*Given exercise*:
Output every line below exactly.

--- start of Task material ---

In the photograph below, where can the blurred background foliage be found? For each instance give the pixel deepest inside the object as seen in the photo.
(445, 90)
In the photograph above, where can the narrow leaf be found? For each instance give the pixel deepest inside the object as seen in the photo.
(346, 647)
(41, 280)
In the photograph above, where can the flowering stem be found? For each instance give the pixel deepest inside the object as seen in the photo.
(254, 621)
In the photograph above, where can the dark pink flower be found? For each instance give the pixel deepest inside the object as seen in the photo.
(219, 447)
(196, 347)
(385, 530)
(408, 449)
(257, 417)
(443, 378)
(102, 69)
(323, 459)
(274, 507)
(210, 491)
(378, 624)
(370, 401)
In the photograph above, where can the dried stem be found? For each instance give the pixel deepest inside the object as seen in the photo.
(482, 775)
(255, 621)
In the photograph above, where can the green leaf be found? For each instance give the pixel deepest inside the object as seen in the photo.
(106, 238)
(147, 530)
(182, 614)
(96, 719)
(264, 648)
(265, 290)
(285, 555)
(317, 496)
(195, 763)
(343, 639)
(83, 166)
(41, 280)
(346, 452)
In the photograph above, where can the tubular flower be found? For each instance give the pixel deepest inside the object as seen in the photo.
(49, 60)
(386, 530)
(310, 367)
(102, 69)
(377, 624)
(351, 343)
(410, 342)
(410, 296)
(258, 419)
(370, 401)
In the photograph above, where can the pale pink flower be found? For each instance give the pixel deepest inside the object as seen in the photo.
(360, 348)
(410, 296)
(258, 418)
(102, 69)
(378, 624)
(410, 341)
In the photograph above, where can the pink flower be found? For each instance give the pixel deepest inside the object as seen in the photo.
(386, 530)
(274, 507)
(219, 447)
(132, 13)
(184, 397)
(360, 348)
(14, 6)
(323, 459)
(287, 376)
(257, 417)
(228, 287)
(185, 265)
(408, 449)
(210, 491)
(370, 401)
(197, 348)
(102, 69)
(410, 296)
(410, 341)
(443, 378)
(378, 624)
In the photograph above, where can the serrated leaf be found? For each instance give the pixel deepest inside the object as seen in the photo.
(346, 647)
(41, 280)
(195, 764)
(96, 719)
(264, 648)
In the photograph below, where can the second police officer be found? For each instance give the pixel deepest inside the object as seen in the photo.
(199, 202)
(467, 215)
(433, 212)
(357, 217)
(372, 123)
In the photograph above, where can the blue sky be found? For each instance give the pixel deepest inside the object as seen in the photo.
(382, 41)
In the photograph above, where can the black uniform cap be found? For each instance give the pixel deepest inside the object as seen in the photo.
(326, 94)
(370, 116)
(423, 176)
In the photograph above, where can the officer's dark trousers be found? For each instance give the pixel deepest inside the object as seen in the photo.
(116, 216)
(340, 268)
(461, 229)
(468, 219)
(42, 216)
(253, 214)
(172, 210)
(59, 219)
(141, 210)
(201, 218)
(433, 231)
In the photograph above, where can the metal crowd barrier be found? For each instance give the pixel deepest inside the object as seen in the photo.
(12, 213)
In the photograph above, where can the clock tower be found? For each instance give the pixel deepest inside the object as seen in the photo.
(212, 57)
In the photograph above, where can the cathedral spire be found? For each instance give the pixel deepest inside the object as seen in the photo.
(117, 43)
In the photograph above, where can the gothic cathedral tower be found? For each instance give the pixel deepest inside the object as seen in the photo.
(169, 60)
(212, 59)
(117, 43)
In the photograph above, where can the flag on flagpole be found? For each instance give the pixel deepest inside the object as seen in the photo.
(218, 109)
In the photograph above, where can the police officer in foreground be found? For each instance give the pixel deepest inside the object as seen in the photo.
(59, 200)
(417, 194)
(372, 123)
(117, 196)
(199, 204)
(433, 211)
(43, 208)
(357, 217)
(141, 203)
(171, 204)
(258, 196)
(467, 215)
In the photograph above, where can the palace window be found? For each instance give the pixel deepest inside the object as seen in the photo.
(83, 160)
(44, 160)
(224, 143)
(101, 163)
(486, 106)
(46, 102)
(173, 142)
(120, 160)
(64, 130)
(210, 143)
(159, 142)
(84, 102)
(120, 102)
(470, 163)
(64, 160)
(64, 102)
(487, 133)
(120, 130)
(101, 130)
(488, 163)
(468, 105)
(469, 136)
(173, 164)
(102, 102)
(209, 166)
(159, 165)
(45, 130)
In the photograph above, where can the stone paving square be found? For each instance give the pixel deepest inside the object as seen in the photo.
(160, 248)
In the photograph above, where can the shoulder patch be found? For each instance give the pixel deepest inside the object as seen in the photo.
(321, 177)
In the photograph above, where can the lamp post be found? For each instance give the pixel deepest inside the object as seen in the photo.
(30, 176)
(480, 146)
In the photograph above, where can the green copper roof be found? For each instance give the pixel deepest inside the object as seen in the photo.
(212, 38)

--- end of Task material ---

*Finished exercise*:
In the photograph below, where can the blurred background foliage be found? For each instance give the pixel deepest inside the object as seen in the photo.
(445, 90)
In the photograph above, where can the narrow leaf be found? For each instance give the pixel deepest inside the object as seen in the photo.
(346, 647)
(41, 280)
In the photograph above, where can the flowering stem be found? For each instance give the pixel deepest inside the object as seen in the photo.
(254, 621)
In the photograph above, where can the dark pink flower be found? For each instance give the pixel deepest inside the object as seen in the photo.
(219, 447)
(196, 347)
(385, 530)
(408, 449)
(257, 417)
(443, 378)
(102, 69)
(323, 459)
(274, 507)
(210, 491)
(378, 624)
(370, 401)
In the photograph above, where can the dried stem be found? For each instance give the pixel deepest inside the object as seen in the photo.
(482, 775)
(255, 621)
In the photograph above, where can the green leaf be found? For each instance give the pixel deepest inside the object as seen in the photo.
(106, 238)
(147, 530)
(182, 614)
(96, 719)
(264, 648)
(265, 290)
(285, 555)
(317, 496)
(195, 763)
(343, 639)
(83, 166)
(41, 280)
(346, 452)
In the photograph above, where can the tubular flower be found? For each instance give the pixel deepest inside the object as seen in the photo.
(49, 60)
(386, 530)
(310, 367)
(102, 69)
(377, 624)
(351, 343)
(410, 342)
(410, 296)
(258, 419)
(370, 401)
In the photograph above, where can the pale pink flower be found? For each instance give the pixel deepest inside the object as seen in the photo.
(360, 348)
(410, 296)
(258, 418)
(102, 69)
(378, 624)
(410, 341)
In the photograph above, where can the pink flower be found? For each instance give the pixel deepest inside the object as seen in the photo.
(386, 530)
(274, 507)
(219, 447)
(132, 13)
(184, 397)
(360, 348)
(14, 6)
(323, 459)
(287, 376)
(257, 417)
(228, 287)
(185, 265)
(408, 449)
(210, 491)
(370, 401)
(197, 348)
(102, 69)
(410, 296)
(410, 341)
(443, 378)
(378, 624)
In the photograph above, where can the serrated leaf be found? For each instance give the pixel deepest inside the object as seen in the photo.
(346, 647)
(41, 280)
(195, 764)
(96, 719)
(264, 648)
In the photograph below, where can the second police officer be found? For each instance give the pixel deepest inside the object as seen in the photo.
(199, 202)
(467, 215)
(433, 212)
(357, 217)
(372, 123)
In the photograph above, where can the blue sky be found? For each instance give the pixel deepest inside the object as seen in the photo.
(382, 41)
In the photograph above, where can the black uniform cap be found? For each instance give the pixel deepest inside the object as seen in the photo.
(326, 94)
(370, 116)
(423, 176)
In the photograph above, where can the officer's dark trousers be found? For each instance give the pixel deepest inside the object as seen in the photo.
(116, 216)
(340, 268)
(461, 229)
(468, 219)
(42, 216)
(253, 214)
(172, 210)
(59, 219)
(141, 210)
(201, 218)
(433, 231)
In the photograph above, where can the metal crowd barrier be found? For each instance give the pixel deepest inside the object as seen in the photo.
(12, 213)
In the photograph above, where can the clock tower be found? For each instance give the pixel deepest inside the object as seen in the photo.
(212, 57)
In the photograph above, where can the cathedral spire be found? For each instance give the pixel deepest inside the object as seen in the photo.
(117, 43)
In the photograph above, where can the gothic cathedral tower be found? For each instance give the pixel deepest inside the object as seen in the photo.
(169, 60)
(212, 59)
(117, 43)
In the photograph above, where can the flag on flagpole be found? For each instance give the pixel deepest inside the object as seen in the photo.
(218, 109)
In the photograph above, where can the police officer in foreground be found? For each instance give the pixel deepest inside the object as seen in the photo.
(59, 200)
(417, 194)
(372, 123)
(117, 196)
(199, 204)
(433, 211)
(43, 208)
(357, 217)
(141, 203)
(171, 204)
(258, 196)
(467, 215)
In the photograph above, where can the palace window be found? For each instance give the pixel deepest inside the object as seen in the photo.
(83, 160)
(44, 160)
(224, 143)
(101, 163)
(486, 106)
(46, 102)
(173, 142)
(120, 160)
(64, 130)
(210, 143)
(159, 142)
(84, 102)
(120, 102)
(470, 163)
(64, 160)
(64, 102)
(487, 133)
(120, 130)
(101, 130)
(488, 163)
(468, 105)
(469, 136)
(173, 164)
(102, 102)
(209, 166)
(159, 165)
(45, 130)
In the photograph above, where can the stone paving square be found? For each instance give the pixel deepest inside the object as seen in the photo.
(160, 248)
In the photograph above, where can the shoulder patch be found? For each instance give the pixel deepest inside the object as seen in the photo.
(321, 177)
In the photograph above, where can the lamp post be found? For each instance give the pixel deepest inside the object as seen in the photo.
(30, 176)
(480, 146)
In the photograph above, where can the green copper roof be found? For each instance give the pixel deepest inside the object as seen in the photo.
(212, 38)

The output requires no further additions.